_Directions for this task:_
Extract all of the data and reproduce it precisely.

________________________

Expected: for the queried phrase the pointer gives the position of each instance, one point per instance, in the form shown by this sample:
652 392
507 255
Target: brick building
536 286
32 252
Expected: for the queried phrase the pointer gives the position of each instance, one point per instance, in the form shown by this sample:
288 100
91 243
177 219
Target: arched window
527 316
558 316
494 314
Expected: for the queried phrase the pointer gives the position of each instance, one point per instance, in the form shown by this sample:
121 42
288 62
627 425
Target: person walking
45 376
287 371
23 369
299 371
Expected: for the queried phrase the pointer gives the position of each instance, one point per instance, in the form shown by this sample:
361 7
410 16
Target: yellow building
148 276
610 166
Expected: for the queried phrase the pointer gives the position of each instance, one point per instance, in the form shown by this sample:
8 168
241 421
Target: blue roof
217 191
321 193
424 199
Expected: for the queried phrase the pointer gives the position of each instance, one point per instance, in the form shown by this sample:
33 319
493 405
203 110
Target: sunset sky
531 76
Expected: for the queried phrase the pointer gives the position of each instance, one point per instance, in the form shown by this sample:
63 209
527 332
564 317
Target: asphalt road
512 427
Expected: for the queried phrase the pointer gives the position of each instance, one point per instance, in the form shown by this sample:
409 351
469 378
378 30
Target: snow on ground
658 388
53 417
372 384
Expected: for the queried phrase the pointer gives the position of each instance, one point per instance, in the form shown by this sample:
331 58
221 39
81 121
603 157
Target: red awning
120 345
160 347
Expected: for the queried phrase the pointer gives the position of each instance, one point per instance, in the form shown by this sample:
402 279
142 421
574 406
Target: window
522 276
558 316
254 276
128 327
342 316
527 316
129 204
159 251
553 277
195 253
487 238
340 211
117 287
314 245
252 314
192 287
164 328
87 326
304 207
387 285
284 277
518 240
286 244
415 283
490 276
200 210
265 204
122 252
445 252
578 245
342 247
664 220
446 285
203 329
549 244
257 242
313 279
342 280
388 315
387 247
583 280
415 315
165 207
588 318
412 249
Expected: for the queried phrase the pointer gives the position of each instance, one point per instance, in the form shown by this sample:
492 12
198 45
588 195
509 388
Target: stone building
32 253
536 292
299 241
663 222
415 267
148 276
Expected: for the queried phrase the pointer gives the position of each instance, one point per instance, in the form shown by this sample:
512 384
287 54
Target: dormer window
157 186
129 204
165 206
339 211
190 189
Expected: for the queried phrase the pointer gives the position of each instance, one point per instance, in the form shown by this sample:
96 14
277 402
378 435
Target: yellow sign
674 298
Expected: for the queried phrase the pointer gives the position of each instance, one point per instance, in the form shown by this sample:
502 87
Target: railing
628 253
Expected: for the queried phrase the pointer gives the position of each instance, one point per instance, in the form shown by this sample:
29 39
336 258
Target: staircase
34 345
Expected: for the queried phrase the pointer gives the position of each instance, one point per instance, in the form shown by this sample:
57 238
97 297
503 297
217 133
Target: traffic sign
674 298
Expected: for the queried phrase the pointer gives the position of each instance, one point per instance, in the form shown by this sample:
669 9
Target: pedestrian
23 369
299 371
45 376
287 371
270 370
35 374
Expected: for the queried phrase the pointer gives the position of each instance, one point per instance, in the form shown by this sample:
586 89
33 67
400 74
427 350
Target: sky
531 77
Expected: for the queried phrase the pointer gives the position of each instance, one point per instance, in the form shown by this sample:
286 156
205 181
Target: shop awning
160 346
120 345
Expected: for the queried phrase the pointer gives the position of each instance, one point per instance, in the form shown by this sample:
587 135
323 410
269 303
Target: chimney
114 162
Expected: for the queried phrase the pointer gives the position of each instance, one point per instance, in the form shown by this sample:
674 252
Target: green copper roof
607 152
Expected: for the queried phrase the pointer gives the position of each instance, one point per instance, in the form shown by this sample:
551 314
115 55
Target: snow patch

________________________

_Solved problem:_
Expected: for the queried phrase the pointer gives the position of each instance, one point per instance, in the form shown by this sample:
652 392
507 255
Target: brick building
536 286
32 252
Expected: for the queried phrase the pointer gives the position of each instance, one point per instance, in the form shown by this sample:
288 100
91 243
177 219
Target: arched window
527 316
558 316
494 314
Expected: for the queried phrase the pointer gives the position of each instance, one point per instance, in the form shown by this sample:
121 42
288 62
627 425
Target: person walking
45 376
287 371
23 369
299 371
Expected: for the queried phrase the pointer gives the position of each instance, one point per instance, in the form shown by this sample:
361 7
410 16
Target: yellow building
148 276
610 166
Expected: for the queried phrase the pointer gives the position of each instance, one point per instance, in the form shown by this sample:
8 168
241 421
Target: blue roof
217 191
321 193
424 199
Expected: for the queried phrase the pointer gives the position of each instance, one point per instance, in the form shown by this sample:
33 319
493 405
203 110
Target: sunset sky
531 76
Expected: for the queried phrase the pointer gives the position of each instance, one point per instance, in the form shown by this sample:
63 209
527 332
564 317
Target: asphalt road
512 427
Expected: for the queried phrase the pointer gives the position of each instance, one point per instance, in the form shown by this sample:
409 351
469 378
378 30
Target: snow on ground
658 388
53 417
372 384
Expected: for the queried phrase the pointer gives the position of each instance, one point per instance, in the form shown by this sample:
331 58
221 39
81 121
603 157
Target: red awning
120 345
160 347
Expected: for the queried phrase the pointer gives the position of each instance, one point per instance, in the form shown by this sample:
402 279
142 421
574 406
Target: window
522 276
558 316
254 276
128 327
342 316
527 316
129 204
159 251
553 277
195 253
487 238
340 211
117 287
314 245
252 314
192 287
164 328
87 326
304 207
387 285
284 277
518 240
286 244
415 283
490 276
200 210
265 204
122 252
445 252
578 245
342 247
664 220
446 285
203 329
549 244
257 242
313 279
342 280
388 315
387 247
583 280
415 315
165 207
588 318
412 249
Expected: for the queried phrase the pointer gives the position of each instance, one point per instance, in the form shown by this sample:
492 12
198 45
588 195
509 388
Target: stone building
32 253
536 292
299 241
663 222
415 267
148 276
Expected: for the queried phrase the pointer gives the position of each instance, one point per instance, in the form shown by this sample:
512 384
287 54
Target: dormer window
157 186
129 204
165 206
339 211
190 189
Expected: for the queried phrase the pointer gives the position of each instance, one point per instance, in the form shown by this sample:
96 14
277 402
378 435
Target: yellow sign
674 298
Expected: for the queried phrase the pointer gives the position of each instance, one point per instance, in the form shown by this sample:
502 87
Target: railing
628 253
Expected: for the queried phrase the pointer gives the position of each instance, one point per instance, in the form shown by this sample:
29 39
336 258
Target: staircase
34 345
Expected: for the queried phrase the pointer gives the position of each instance, one point per instance, in the form shown by this sample:
57 238
97 297
503 297
217 133
Target: traffic sign
674 298
Expected: for the queried phrase the pointer gives the position of each instance, one point per instance, in the form shown by this sample:
669 9
Target: pedestrian
23 369
299 371
45 376
287 371
270 370
35 374
Expected: for the queried phrase the pointer gives the position of each instance, one point per instance, in the form shown by this sample:
586 89
33 67
400 74
427 350
Target: sky
531 77
Expected: for the queried phrase the pointer gives the position of each instance, one point per instance, in the form shown by this sample:
286 156
205 181
Target: shop awning
160 346
120 345
Expected: for the queried phrase the pointer gives the position of each instance, one point per instance, in the form shown by this sample:
587 135
323 410
269 303
Target: chimney
114 162
Expected: for the queried phrase the pointer gives the position of each instance, one point per instance, in the form shown by this sample:
674 252
Target: green copper roof
607 152
Expected: for the queried phrase the pointer gives the position of each instance, one point per instance, in the form shown by this sample:
551 314
115 55
Target: snow patch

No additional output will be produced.